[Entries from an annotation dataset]

>>>>

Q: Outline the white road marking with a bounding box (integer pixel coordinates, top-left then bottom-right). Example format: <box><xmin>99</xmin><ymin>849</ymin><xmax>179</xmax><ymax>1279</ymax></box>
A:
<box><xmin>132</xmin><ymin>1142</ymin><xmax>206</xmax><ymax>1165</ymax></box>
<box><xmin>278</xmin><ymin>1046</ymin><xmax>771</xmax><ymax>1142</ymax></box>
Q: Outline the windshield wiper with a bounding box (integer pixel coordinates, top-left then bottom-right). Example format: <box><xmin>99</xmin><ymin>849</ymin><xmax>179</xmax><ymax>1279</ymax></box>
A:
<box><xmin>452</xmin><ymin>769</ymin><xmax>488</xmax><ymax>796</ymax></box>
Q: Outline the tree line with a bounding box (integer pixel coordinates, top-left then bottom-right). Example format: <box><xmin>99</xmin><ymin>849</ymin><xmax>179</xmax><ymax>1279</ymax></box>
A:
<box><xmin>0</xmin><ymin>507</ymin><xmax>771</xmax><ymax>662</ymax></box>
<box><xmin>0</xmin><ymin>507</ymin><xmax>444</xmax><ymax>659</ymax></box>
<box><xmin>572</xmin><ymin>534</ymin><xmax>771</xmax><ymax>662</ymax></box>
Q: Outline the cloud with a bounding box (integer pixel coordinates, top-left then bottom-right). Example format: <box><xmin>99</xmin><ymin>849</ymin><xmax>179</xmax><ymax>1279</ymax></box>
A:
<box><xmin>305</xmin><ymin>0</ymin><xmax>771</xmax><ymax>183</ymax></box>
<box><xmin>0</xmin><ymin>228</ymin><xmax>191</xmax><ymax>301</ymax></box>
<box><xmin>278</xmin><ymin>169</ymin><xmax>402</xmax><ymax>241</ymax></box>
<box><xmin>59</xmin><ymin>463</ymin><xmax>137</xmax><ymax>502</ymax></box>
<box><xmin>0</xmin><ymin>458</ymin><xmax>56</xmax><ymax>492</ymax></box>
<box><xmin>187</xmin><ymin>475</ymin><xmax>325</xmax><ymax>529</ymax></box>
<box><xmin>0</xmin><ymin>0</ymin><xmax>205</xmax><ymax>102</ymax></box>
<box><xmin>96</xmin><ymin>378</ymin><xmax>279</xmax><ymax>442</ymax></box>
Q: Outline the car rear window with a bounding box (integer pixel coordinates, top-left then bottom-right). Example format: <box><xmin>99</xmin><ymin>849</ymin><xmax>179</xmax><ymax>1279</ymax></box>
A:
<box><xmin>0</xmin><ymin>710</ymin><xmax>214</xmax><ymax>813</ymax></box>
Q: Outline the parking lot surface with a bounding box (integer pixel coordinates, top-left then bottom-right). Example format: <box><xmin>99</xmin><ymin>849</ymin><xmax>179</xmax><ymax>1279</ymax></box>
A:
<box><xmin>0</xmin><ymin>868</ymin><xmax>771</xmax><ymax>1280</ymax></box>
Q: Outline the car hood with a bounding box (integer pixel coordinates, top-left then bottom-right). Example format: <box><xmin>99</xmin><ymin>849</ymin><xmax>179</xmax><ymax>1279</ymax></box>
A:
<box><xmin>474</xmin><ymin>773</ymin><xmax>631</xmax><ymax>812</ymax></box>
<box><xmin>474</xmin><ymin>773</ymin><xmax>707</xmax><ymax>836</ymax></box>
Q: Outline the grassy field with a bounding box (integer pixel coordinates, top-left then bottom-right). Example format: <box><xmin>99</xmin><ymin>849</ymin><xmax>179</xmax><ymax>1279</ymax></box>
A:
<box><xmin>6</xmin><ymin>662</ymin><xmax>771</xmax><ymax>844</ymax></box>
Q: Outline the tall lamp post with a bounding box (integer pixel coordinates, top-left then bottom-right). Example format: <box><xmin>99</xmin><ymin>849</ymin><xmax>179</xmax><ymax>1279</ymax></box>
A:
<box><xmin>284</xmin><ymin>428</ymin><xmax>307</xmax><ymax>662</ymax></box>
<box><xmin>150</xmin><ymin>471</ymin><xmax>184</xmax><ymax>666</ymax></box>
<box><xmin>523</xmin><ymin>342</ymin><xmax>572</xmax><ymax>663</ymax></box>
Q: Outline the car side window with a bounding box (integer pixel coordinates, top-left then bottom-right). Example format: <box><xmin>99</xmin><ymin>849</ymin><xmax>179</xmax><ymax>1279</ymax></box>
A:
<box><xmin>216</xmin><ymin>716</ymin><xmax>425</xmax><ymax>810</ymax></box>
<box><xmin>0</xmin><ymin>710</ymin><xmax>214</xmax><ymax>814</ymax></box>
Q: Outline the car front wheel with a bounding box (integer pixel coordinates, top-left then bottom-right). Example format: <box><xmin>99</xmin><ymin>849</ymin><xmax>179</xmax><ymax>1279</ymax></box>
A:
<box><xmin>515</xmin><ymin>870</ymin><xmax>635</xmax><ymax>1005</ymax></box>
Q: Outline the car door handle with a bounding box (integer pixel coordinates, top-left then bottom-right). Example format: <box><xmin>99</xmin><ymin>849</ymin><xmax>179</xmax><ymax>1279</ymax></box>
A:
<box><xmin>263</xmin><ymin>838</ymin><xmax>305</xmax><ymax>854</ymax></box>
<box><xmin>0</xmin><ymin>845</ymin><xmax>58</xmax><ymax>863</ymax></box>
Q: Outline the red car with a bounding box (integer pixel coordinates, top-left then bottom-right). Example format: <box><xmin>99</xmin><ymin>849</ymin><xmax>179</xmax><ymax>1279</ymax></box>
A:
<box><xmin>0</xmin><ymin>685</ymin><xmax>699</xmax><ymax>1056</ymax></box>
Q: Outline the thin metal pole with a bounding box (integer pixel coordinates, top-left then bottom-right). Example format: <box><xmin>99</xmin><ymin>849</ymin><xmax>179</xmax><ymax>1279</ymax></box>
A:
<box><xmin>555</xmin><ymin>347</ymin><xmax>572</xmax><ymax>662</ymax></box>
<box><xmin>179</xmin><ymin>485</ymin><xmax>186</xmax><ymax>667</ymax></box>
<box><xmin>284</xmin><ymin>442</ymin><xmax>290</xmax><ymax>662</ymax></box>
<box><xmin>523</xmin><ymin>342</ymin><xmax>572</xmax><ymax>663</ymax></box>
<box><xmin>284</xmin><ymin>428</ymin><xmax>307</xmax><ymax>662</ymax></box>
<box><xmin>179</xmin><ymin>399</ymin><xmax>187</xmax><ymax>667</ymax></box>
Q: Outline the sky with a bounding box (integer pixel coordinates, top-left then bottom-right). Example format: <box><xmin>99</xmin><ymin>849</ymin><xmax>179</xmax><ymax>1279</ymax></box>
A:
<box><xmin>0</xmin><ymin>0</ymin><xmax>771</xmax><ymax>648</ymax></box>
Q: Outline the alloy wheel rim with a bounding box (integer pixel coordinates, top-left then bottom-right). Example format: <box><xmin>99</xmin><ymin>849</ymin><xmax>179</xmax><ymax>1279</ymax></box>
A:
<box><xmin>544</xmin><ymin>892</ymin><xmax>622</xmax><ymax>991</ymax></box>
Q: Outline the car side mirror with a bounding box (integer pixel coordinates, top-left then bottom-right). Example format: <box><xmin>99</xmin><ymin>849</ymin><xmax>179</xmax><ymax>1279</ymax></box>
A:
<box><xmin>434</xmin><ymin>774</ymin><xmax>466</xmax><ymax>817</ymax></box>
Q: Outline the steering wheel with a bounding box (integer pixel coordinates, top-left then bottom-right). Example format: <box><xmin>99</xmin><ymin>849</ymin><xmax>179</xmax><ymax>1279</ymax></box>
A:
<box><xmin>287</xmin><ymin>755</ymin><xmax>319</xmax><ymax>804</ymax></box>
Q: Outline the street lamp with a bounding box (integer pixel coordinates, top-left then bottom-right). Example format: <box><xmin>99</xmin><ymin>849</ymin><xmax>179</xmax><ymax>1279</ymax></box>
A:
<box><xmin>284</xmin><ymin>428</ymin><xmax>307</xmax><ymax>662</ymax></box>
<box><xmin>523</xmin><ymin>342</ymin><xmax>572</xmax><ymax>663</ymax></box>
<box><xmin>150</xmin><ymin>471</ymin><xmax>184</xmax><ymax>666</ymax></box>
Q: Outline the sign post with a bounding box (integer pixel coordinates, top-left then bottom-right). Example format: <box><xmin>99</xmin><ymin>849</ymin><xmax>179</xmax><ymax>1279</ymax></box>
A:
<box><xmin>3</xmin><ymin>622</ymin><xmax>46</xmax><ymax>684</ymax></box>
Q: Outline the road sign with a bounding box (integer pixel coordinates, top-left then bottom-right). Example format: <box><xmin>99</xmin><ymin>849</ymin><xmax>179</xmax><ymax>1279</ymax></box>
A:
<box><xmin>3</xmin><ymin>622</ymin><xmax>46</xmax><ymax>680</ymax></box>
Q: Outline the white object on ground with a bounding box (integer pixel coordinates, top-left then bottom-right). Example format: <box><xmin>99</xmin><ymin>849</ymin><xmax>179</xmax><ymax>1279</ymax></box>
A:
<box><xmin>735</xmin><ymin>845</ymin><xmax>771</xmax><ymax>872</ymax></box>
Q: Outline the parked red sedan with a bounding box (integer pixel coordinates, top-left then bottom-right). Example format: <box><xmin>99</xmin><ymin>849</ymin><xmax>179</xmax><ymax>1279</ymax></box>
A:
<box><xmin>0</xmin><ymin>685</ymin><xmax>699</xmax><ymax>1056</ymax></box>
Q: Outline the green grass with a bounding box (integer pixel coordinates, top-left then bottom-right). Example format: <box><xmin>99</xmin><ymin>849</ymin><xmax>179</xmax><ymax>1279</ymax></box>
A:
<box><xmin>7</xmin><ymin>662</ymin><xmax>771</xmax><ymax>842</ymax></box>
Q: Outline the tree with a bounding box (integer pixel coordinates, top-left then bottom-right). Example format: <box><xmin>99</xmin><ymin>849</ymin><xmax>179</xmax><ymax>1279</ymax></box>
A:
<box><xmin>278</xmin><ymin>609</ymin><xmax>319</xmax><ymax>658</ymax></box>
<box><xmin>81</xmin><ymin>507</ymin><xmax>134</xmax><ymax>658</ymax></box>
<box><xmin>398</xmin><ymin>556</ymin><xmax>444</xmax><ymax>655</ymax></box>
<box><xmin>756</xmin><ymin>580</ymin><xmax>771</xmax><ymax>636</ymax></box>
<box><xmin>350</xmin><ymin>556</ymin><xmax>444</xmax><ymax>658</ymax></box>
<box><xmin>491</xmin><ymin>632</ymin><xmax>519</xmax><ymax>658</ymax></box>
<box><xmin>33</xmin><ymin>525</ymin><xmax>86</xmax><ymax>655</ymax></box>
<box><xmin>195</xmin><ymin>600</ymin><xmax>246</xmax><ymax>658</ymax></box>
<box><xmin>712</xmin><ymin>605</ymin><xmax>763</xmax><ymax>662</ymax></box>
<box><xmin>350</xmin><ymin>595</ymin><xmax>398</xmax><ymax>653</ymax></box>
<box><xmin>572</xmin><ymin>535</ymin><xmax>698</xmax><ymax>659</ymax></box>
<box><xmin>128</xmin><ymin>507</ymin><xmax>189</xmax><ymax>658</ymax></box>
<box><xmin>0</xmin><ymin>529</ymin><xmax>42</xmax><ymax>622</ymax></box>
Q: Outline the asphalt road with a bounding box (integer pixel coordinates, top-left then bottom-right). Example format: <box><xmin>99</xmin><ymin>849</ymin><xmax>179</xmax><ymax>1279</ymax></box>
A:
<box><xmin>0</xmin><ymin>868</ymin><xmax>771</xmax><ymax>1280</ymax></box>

<<<<

WHAT YOU HAVE TO DO
Find every line in the data above that contains the string "post", matching case exactly, and copy each of those lines in full.

THE RESPONSE
Q: Outline the tall lamp post with a bounding box (integer pixel coordinates, top-left then bottom-right). Example format: <box><xmin>99</xmin><ymin>849</ymin><xmax>179</xmax><ymax>1279</ymax></box>
Q: Outline the sign post with a bounding box (integer pixel coordinates, top-left then bottom-right). Example format: <box><xmin>99</xmin><ymin>849</ymin><xmax>179</xmax><ymax>1279</ymax></box>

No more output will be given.